Start

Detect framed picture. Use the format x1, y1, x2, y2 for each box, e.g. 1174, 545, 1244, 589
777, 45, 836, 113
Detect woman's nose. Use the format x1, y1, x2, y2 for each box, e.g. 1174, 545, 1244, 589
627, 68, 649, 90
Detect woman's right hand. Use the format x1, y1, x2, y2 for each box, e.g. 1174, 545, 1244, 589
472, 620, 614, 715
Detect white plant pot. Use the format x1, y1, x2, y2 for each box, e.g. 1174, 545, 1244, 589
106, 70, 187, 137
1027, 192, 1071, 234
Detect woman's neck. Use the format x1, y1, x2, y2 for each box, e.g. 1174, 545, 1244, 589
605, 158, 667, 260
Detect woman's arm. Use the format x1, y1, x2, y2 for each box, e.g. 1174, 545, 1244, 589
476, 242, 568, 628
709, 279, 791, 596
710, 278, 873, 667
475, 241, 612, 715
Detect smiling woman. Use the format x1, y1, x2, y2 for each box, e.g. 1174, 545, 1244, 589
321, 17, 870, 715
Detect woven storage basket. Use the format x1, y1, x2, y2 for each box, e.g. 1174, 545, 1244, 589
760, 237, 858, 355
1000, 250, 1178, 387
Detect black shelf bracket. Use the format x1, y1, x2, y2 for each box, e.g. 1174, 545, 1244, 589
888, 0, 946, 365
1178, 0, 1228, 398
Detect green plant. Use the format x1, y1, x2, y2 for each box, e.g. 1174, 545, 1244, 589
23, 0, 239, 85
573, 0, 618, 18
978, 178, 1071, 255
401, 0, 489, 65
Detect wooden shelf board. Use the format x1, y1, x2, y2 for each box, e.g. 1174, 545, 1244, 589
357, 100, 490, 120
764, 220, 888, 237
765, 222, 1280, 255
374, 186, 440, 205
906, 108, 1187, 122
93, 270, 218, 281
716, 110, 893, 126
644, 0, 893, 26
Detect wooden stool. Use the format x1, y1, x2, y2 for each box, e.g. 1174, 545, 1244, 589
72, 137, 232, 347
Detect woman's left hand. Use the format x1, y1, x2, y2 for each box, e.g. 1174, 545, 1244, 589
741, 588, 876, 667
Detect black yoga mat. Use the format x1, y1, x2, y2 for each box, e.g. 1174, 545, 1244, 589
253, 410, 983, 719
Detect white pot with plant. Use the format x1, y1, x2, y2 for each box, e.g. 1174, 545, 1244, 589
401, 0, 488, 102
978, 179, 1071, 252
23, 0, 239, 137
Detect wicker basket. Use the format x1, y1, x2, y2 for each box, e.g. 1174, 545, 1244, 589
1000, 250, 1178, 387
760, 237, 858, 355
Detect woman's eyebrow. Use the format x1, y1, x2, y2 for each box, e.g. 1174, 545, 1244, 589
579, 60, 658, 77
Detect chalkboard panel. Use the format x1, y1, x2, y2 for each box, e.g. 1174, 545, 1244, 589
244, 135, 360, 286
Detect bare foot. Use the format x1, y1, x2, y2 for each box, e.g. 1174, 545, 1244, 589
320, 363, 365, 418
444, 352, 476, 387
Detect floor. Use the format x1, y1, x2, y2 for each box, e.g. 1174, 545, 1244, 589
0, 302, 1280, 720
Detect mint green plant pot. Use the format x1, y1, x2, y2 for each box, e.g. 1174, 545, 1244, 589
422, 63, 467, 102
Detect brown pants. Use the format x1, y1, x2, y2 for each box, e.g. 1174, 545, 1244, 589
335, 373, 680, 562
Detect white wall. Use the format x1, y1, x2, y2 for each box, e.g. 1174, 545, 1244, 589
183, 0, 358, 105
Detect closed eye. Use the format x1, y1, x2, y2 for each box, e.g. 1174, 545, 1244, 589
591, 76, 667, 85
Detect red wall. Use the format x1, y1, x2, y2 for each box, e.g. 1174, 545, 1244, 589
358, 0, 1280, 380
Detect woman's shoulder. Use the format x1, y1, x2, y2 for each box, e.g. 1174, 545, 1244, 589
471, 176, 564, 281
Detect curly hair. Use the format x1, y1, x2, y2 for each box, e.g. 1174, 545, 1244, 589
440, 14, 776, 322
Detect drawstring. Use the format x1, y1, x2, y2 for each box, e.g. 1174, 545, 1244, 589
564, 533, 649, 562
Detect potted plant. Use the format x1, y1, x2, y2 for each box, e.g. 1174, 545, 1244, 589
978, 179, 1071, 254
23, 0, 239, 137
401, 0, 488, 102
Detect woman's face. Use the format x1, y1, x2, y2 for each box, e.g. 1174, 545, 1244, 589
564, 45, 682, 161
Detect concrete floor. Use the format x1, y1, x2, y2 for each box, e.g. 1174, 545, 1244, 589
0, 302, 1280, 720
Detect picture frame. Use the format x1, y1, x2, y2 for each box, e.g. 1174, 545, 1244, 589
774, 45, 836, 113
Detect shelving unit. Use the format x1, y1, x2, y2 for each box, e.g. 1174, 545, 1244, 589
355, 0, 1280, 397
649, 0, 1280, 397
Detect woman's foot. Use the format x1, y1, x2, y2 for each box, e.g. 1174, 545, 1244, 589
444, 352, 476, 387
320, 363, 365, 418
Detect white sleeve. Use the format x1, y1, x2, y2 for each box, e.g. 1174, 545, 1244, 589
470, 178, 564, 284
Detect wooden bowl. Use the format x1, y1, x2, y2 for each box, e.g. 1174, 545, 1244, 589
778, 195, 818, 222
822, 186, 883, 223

End

— Written request —
Reproduce all of the lines above verbatim, without altering anything.

— Result —
Detect framed picture. Use the format x1, y1, x2, y2 for each box, e.g. 1174, 545, 1244, 589
777, 45, 836, 113
Detect woman's nose. Use the format x1, y1, x2, y2 for each box, e.g. 1174, 545, 1244, 589
627, 68, 649, 90
Detect woman's right hand. Use the format x1, y1, x2, y2 for each box, e.g. 1174, 545, 1244, 589
472, 620, 614, 715
Detect white plant pot. Use the format x1, y1, x2, y2 for each box, e.g. 1174, 545, 1244, 589
106, 70, 187, 137
1027, 192, 1071, 234
Detect woman's neck. Use the format x1, y1, x2, y2 for each box, e.g. 1174, 545, 1244, 589
605, 158, 667, 260
Detect woman's arm. Use the format x1, y1, x2, y2 for each box, e.g. 1174, 545, 1244, 589
476, 242, 568, 628
709, 279, 791, 596
710, 278, 873, 667
475, 241, 612, 715
Detect smiling woman. Use the format x1, y1, x2, y2 for each box, e.g. 1174, 545, 1244, 589
321, 17, 870, 715
Detect woven storage basket. Use the format x1, y1, x2, y2 for each box, e.g. 1174, 545, 1244, 589
760, 237, 858, 355
1000, 250, 1178, 387
Detect black shelf bracket. Use the format x1, y1, x2, y2 for each box, e.g. 1174, 545, 1244, 589
888, 0, 946, 365
1178, 0, 1228, 398
Detect green plant. Use the format x1, y1, x2, y2 for each box, e.g. 1174, 545, 1244, 589
23, 0, 239, 85
573, 0, 618, 18
978, 178, 1071, 255
401, 0, 489, 65
Detect wooden shelf board. Use the format x1, y1, x2, y2 for each box, e.g. 1174, 545, 1244, 589
357, 100, 490, 120
764, 220, 888, 237
765, 222, 1280, 255
374, 186, 440, 205
906, 108, 1187, 122
93, 270, 218, 281
716, 110, 893, 126
644, 0, 893, 26
Detect wooden stool. Use the format x1, y1, x2, y2 for each box, e.g. 1174, 545, 1244, 589
72, 137, 232, 347
Detect woman's left hand. Use the format x1, y1, x2, y2 for each box, e.g. 1174, 545, 1244, 589
741, 588, 876, 667
Detect black yoga mat. Use the format x1, y1, x2, y2 for each box, e.g. 1174, 545, 1244, 589
253, 410, 983, 719
Detect white pot with plant. Use the format x1, y1, x2, y2 for each box, e.g. 1174, 545, 1244, 589
401, 0, 488, 102
978, 179, 1071, 252
23, 0, 239, 137
Detect wicker basket. Use the format x1, y1, x2, y2 for each box, e.g. 1174, 545, 1244, 589
1000, 250, 1178, 387
760, 237, 858, 355
Detect woman's eyebrow. Use the format x1, y1, x2, y2 for each box, e.g. 1174, 545, 1244, 589
579, 60, 658, 77
Detect chalkboard panel. Use the format x1, y1, x2, y2 for each box, e.g. 1174, 545, 1244, 589
244, 135, 360, 286
Detect bare foot. Use the format x1, y1, x2, y2 for each box, e.g. 1174, 545, 1244, 589
320, 363, 365, 418
444, 352, 476, 387
Detect floor. Use the format x1, y1, x2, y2 for each box, e.g. 1174, 545, 1244, 589
0, 302, 1280, 720
Detect mint green plant pot. Use the format x1, y1, x2, y2 for each box, e.g. 1174, 545, 1244, 589
422, 63, 467, 102
Detect brown pants. Use the format x1, y1, x2, y2 for each box, e.g. 1174, 545, 1244, 589
335, 373, 680, 562
Detect white wall. Use the format x1, y1, x2, y2 for each box, e.g. 1174, 545, 1244, 589
183, 0, 358, 105
Detect closed eye. Use the format x1, y1, x2, y2 for each box, e.g. 1174, 545, 1244, 589
591, 76, 667, 85
Detect red wall. Use the format x1, y1, x2, y2 for each box, e.g. 1174, 545, 1244, 589
358, 0, 1280, 380
Detect woman's shoulder. Use the format x1, y1, x2, y2 for each box, e.g. 1174, 545, 1244, 589
471, 176, 564, 281
Detect curly hair. Use the format x1, y1, x2, y2 for each box, e.g. 1174, 545, 1244, 589
440, 14, 776, 322
Detect drawstring. Use the format x1, y1, x2, y2 for each box, e.g. 1174, 545, 1244, 589
564, 533, 649, 562
Detect potted plant. Use the format x1, y1, x2, y2 for each box, e.g. 1174, 545, 1244, 589
978, 179, 1071, 254
23, 0, 239, 137
401, 0, 488, 102
Detect woman's face. Use the format x1, y1, x2, y2 for each box, e.g. 1174, 545, 1244, 589
564, 45, 682, 161
Detect concrete floor. Use the format x1, y1, x2, y2 for each box, e.g. 1174, 545, 1244, 589
0, 302, 1280, 720
Detect picture frame. Use the format x1, y1, x2, y2 for each box, e.g. 1174, 545, 1244, 589
774, 45, 836, 113
Detect shelving unit. Use the format x1, y1, x2, y2 for each box, e.g. 1174, 545, 1244, 589
355, 0, 1280, 397
649, 0, 1280, 397
Detect woman's foot. Use the format x1, y1, x2, y2 for each box, e.g. 1174, 545, 1244, 589
444, 352, 476, 387
320, 363, 365, 418
Detect white sleeve. Use the format x1, y1, x2, y2 for each box, e.g. 1174, 545, 1244, 589
470, 178, 564, 284
Detect wooden bowl. Use the format x1, y1, x2, y2 for each box, e.g. 1174, 545, 1244, 589
778, 195, 818, 222
822, 186, 883, 223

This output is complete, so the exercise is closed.